_Consignes_:
• A. Répondez aux questions suivantes à partir du texte sur les jurés d'assises.
(i) De quelle date est la circulaire qui modifie la définition des ministres des cultes exemptés ?
(ii) Quels cultes sont reconnus selon la circulaire du 10 janvier 2017 ?
(iii) Pour le culte israélite, qui est considéré comme ministre ?
• B. Recopiez le texte sur les jurés d'assises depuis « La circulaire du 8 » jusqu'à « islamique et orthodoxe. » inclus.

_Texte_:
===============

La circulaire du 8 janvier 2021 relative à la liste des jurés des cours d’assises (M.B. 13 janvier 2021) modifie la définition des ministres des cultes exemptés de l’inscription à cette liste. Jusqu’à la circulaire précédente, publiée en 2017, la définition du ministre du culte était à la fois large et défini en fonction des qualifications internes à chaque culte, en ce compris des qualifications religieuses tombées en désuétude, voire discutables au gré de débats internes à chaque doctrine religieuse. On lisait encore dans la circulaire du 10 janvier 2017 :

« Par les termes « culte reconnu par l’Etat », il convient d’entendre les cultes dont la reconnaissance résulte, même implicitement, de la loi. Sont reconnus les cultes catholique, protestant, israélite, anglican, islamique et orthodoxe.
Par les termes « ministres » de l’un de ces cultes, il convient d’entendre au sens général, toute personne qui, en vertu d’une ordination, est habilitée à prendre une part active aux cérémonies et rites d’un culte. En ce qui concerne plus particulièrement les ministres du culte catholique, il y a lieu de considérer comme tels les personnes qui ont reçu les ordres majeurs (prêtres, diacres, sous-diacres) qu’elles appartiennent au clergé régulier ou séculier; pour le culte protestant, les licenciés en théologie protestante ayant reçu la consécration pastorale; pour le culte israélite, les rabbins; pour le culte anglican, les personnes qui ont reçu les ordres majeurs, à savoir les prêtres et les diacres (deacons); il y a lieu d’assimiler à ces ministres du culte les imams des mosquées reconnues.

===============

_Données extraites_:
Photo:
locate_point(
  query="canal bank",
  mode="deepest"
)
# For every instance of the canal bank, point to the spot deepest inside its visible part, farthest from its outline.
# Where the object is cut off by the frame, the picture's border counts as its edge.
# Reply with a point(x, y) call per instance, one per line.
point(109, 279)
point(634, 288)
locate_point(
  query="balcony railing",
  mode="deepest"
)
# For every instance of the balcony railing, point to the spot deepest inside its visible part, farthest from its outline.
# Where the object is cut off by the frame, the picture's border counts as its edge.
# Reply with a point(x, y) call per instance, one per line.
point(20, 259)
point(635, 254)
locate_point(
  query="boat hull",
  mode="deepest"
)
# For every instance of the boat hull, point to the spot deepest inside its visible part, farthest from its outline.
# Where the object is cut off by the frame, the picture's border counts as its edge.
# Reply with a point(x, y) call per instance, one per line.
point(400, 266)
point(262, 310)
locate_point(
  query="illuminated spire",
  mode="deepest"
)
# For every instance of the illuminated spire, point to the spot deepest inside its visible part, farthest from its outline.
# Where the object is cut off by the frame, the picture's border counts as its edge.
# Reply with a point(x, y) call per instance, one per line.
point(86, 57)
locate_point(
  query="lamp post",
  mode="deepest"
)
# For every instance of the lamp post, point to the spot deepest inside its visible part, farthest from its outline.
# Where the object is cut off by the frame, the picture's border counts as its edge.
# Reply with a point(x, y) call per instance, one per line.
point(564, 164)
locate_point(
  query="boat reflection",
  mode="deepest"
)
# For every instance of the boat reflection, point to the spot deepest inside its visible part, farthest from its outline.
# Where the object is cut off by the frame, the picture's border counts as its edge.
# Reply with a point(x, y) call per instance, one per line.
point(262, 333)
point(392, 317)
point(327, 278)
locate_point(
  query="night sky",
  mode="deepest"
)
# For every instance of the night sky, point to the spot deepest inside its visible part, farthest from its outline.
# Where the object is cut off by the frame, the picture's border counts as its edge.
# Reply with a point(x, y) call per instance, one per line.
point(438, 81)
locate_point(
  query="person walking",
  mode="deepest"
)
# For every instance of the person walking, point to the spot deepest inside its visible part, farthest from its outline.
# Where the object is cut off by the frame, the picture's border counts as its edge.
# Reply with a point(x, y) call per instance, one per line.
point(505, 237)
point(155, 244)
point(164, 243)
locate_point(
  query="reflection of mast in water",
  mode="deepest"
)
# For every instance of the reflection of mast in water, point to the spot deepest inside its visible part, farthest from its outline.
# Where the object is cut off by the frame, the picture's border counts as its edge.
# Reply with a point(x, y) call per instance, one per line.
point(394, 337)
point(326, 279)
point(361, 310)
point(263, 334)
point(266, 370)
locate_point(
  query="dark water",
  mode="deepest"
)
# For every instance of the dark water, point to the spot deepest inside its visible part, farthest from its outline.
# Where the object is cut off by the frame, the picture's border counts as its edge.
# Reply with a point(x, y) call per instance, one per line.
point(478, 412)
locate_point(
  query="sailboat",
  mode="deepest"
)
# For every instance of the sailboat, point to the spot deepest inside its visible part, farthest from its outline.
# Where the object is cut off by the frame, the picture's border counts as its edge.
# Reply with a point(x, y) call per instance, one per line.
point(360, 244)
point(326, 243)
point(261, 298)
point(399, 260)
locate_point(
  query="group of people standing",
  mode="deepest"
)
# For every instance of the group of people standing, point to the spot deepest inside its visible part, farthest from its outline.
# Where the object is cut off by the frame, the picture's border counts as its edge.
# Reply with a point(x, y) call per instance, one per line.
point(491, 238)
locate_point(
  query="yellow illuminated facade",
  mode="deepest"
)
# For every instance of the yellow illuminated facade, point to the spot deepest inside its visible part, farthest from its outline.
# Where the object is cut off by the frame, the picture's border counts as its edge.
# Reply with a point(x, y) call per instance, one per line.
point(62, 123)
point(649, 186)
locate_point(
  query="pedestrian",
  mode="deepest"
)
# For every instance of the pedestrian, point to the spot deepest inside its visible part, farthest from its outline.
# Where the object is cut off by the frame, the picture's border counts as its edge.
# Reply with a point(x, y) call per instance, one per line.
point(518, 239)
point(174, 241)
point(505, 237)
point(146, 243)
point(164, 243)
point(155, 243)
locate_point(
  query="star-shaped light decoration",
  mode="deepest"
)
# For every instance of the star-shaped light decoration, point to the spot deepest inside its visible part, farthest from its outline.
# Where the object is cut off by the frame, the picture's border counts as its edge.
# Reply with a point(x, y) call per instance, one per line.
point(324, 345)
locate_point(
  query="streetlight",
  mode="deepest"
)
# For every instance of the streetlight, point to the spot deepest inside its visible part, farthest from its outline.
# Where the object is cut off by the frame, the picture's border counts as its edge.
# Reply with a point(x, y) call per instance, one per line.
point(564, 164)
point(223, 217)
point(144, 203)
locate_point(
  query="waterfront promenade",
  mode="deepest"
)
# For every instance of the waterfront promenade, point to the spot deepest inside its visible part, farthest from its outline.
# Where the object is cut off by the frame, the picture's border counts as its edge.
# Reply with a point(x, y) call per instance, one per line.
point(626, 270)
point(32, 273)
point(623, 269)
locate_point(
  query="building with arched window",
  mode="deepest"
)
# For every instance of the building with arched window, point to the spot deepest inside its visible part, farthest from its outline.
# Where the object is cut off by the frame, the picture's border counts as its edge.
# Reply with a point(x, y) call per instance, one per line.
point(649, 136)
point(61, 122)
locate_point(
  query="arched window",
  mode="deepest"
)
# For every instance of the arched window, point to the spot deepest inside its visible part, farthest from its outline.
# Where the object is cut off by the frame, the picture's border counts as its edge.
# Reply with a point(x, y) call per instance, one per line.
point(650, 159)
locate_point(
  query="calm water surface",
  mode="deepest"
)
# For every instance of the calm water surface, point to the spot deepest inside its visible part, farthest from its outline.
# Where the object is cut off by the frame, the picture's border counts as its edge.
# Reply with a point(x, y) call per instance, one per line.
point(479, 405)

===============

_Réponses_:
• A.
(i) Du 8 janvier 2021.
(ii) Les cultes catholique, protestant, israélite, anglican, islamique et orthodoxe.
(iii) Les rabbins.

• B.
La circulaire du 8 janvier 2021 relative à la liste des jurés des cours d’assises (M.B. 13 janvier 2021) modifie la définition des ministres des cultes exemptés de l’inscription à cette liste. Jusqu’à la circulaire précédente, publiée en 2017, la définition du ministre du culte était à la fois large et défini en fonction des qualifications internes à chaque culte, en ce compris des qualifications religieuses tombées en désuétude, voire discutables au gré de débats internes à chaque doctrine religieuse. On lisait encore dans la circulaire du 10 janvier 2017 :

« Par les termes « culte reconnu par l’Etat », il convient d’entendre les cultes dont la reconnaissance résulte, même implicitement, de la loi. Sont reconnus les cultes catholique, protestant, israélite, anglican, islamique et orthodoxe.